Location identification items
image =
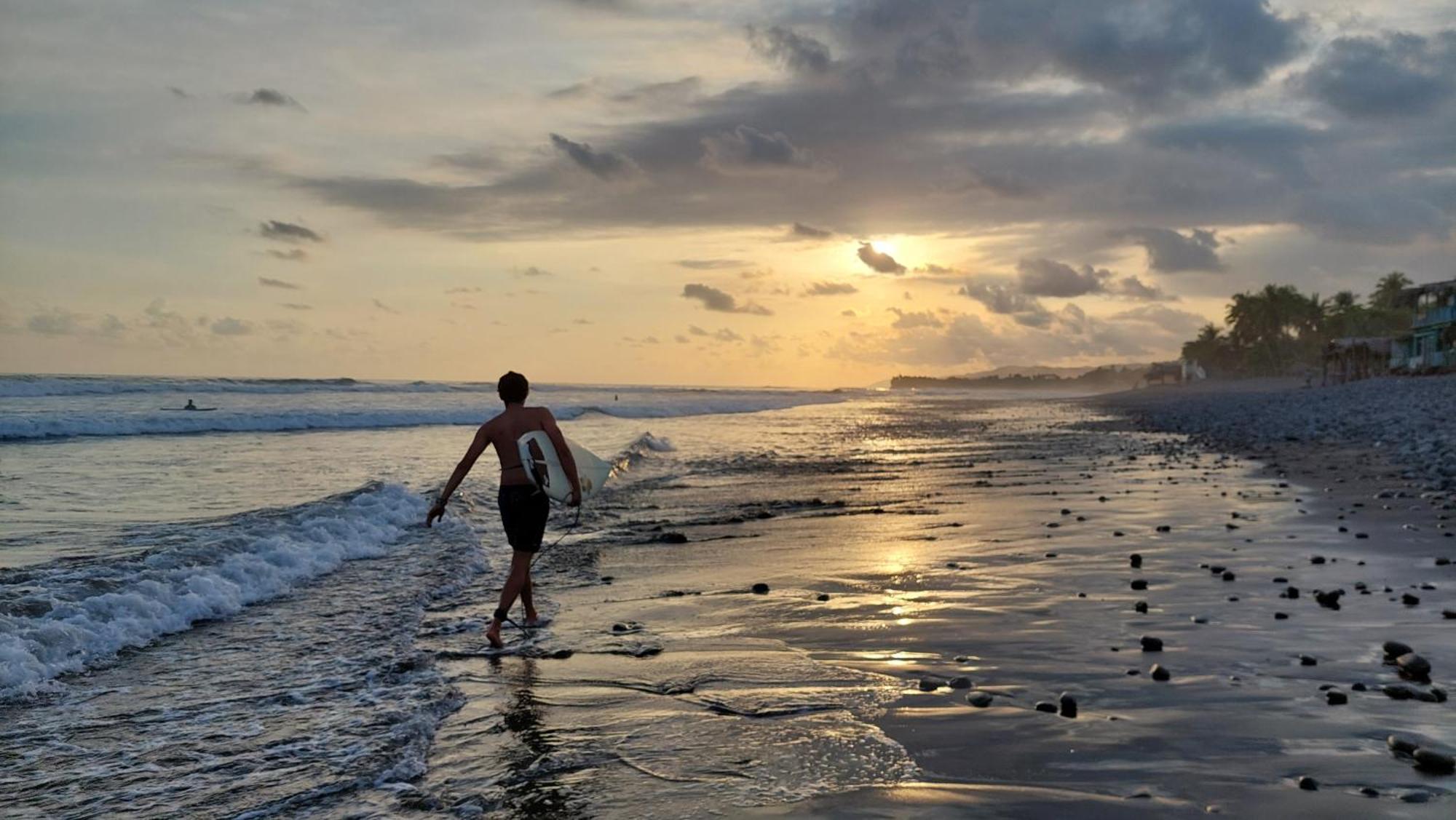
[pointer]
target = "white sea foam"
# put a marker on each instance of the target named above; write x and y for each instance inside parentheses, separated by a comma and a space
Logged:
(66, 617)
(100, 422)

--- Given task ---
Output the lines above as a JSON list of strings with one string per line, skipping any blank lines. Leave the pictures out of the answer.

--- Answer to the task ---
[
  "image =",
  "[pointer]",
  "target = \"white sea foam\"",
  "# put a marker on each instance of the target named above; write x and y for each instance inside parentheses, separated by a comma and a space",
  "Logged:",
  "(66, 617)",
  "(100, 422)"
]